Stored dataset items
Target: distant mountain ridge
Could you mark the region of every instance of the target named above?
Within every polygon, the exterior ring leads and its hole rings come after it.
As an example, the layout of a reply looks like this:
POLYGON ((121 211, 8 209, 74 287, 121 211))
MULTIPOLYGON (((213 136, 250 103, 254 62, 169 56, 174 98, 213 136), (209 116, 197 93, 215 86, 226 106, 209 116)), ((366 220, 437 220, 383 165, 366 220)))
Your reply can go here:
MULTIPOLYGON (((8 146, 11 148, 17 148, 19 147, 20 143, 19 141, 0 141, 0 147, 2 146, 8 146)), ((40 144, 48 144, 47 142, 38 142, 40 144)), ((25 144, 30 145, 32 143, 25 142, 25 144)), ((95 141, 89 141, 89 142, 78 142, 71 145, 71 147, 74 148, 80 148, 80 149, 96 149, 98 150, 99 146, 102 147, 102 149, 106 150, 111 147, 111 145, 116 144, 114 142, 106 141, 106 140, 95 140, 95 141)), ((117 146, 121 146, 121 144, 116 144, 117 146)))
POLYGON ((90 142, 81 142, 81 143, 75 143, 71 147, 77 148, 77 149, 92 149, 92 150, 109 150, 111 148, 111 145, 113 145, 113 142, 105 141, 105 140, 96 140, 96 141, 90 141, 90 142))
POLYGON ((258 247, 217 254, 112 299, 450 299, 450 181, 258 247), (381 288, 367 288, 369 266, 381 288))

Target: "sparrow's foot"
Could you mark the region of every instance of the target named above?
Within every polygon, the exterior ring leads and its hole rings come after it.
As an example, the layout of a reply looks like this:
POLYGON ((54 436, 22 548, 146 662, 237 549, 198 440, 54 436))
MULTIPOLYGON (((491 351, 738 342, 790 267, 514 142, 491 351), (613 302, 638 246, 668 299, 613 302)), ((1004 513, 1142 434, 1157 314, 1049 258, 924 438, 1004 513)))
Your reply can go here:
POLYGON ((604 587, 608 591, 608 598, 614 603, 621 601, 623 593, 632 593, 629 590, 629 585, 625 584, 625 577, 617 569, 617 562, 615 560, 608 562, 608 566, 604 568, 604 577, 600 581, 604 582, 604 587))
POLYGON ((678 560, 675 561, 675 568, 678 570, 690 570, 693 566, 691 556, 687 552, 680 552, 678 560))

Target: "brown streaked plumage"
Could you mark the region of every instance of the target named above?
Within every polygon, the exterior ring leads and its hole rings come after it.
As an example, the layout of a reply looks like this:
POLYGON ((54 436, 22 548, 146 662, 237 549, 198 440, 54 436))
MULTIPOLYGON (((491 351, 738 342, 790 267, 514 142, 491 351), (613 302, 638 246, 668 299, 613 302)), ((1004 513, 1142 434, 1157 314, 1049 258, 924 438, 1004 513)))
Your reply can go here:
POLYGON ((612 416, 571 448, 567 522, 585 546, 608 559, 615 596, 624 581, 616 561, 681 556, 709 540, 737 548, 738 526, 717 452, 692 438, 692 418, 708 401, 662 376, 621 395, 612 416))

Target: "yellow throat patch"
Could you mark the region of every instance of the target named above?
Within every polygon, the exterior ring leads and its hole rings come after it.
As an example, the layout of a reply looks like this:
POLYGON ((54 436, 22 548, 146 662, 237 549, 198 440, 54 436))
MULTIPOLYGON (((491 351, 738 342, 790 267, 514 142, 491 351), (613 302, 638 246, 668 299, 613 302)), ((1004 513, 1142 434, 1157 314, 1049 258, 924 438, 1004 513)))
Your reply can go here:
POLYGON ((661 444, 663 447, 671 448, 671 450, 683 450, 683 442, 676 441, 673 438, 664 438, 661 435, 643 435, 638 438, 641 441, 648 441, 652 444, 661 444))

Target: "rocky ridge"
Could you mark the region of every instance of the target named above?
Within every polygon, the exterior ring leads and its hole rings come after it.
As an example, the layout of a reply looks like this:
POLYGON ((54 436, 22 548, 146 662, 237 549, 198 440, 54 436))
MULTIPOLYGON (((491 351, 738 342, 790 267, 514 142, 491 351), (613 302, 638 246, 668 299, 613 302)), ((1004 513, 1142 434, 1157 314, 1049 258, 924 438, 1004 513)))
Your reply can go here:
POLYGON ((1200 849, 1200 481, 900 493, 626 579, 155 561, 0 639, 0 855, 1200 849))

> _Assignment_
Each entry, exactly as written, should be set down once more.

> _Answer space_
Target: distant mountain ridge
Could you mark the region of every instance of the target named above?
Within every polygon, the exterior ring leads and its hole rings come after it.
As an example, the layout of a reply looks like this:
POLYGON ((121 211, 8 209, 74 287, 121 211))
MULTIPOLYGON (((213 136, 250 103, 254 62, 169 56, 174 98, 213 136), (209 116, 197 93, 215 86, 226 106, 209 116)), ((366 220, 437 220, 383 165, 366 220)))
Your reply can go here:
MULTIPOLYGON (((8 146, 11 148, 17 148, 19 147, 20 143, 19 141, 0 141, 0 147, 2 146, 8 146)), ((40 144, 48 144, 47 142, 38 142, 40 144)), ((25 144, 30 145, 32 143, 25 142, 25 144)), ((95 141, 89 141, 89 142, 78 142, 71 145, 71 147, 74 148, 80 148, 80 149, 96 149, 98 150, 99 146, 102 147, 102 149, 106 150, 111 147, 111 145, 116 144, 114 142, 106 141, 106 140, 95 140, 95 141)), ((117 146, 121 146, 121 144, 116 144, 117 146)))
POLYGON ((90 142, 81 142, 81 143, 75 143, 71 147, 77 148, 77 149, 92 149, 92 150, 109 150, 111 148, 111 145, 113 145, 113 142, 105 141, 105 140, 96 140, 96 141, 90 141, 90 142))
POLYGON ((258 247, 217 254, 112 299, 450 299, 450 181, 258 247), (381 288, 367 288, 369 266, 381 288))

Target: "sparrow's foot"
Could you mark the region of every instance of the target named above?
Within every polygon, the exterior ring leads and its hole rings come after it.
As an example, the layout of a reply looks like this:
POLYGON ((54 436, 22 548, 146 662, 237 549, 198 440, 54 436))
MULTIPOLYGON (((491 351, 738 342, 790 267, 514 142, 491 351), (613 302, 638 246, 668 299, 613 302)), ((1004 513, 1142 434, 1157 314, 1049 258, 924 438, 1004 513)))
Your reply can go here:
POLYGON ((604 587, 608 591, 608 598, 614 603, 621 601, 623 593, 632 593, 629 590, 629 585, 625 584, 625 577, 617 569, 617 562, 615 560, 608 562, 608 566, 604 568, 604 577, 600 581, 604 582, 604 587))
POLYGON ((678 560, 675 561, 675 568, 678 570, 690 570, 693 566, 691 556, 687 552, 680 552, 678 560))

Target: "brown streaked plumage"
Could you mark the region of every instance of the target named above?
Within every polygon, the exterior ring leads and its hole rings come after it.
As an example, the layout of a reply looks like this:
POLYGON ((54 436, 22 548, 146 662, 237 549, 198 440, 54 436))
MULTIPOLYGON (((491 351, 738 342, 790 267, 514 142, 491 351), (613 302, 638 246, 668 299, 613 302)), ((1004 513, 1142 434, 1157 314, 1049 258, 924 438, 1004 513)))
Your reply can go here:
POLYGON ((612 416, 571 448, 567 522, 585 546, 608 559, 615 596, 624 581, 616 561, 681 556, 709 540, 737 548, 738 526, 717 452, 692 438, 692 418, 708 401, 662 376, 621 395, 612 416))

Target: "yellow throat patch"
Could you mark the region of every instance of the target named above?
Within every polygon, the exterior ring leads and its hole rings come after it.
As an example, the layout of a reply looks like this:
POLYGON ((54 436, 22 548, 146 662, 237 549, 198 440, 54 436))
MULTIPOLYGON (((491 351, 738 342, 790 267, 514 142, 491 351), (613 302, 638 246, 668 299, 613 302)), ((1004 513, 1142 434, 1157 314, 1049 258, 924 438, 1004 513)))
Your reply can go here:
POLYGON ((661 444, 663 447, 671 448, 671 450, 683 450, 683 442, 676 441, 673 438, 664 438, 661 435, 643 435, 638 438, 641 441, 648 441, 652 444, 661 444))

Target: "rocky ridge"
Could you mark the region of every instance of the target named above?
Within every polygon, the exterior ring leads and its hole rings come after it.
As an example, the layout of a reply looks like this:
POLYGON ((54 436, 22 548, 146 662, 237 549, 198 440, 54 436))
MULTIPOLYGON (((491 351, 738 342, 790 267, 514 142, 491 351), (613 302, 638 246, 668 299, 613 302)), ((1004 513, 1142 434, 1157 314, 1049 258, 924 438, 1004 513)))
Your reply can go here:
POLYGON ((1200 849, 1200 481, 900 493, 626 579, 155 561, 0 639, 0 855, 1200 849))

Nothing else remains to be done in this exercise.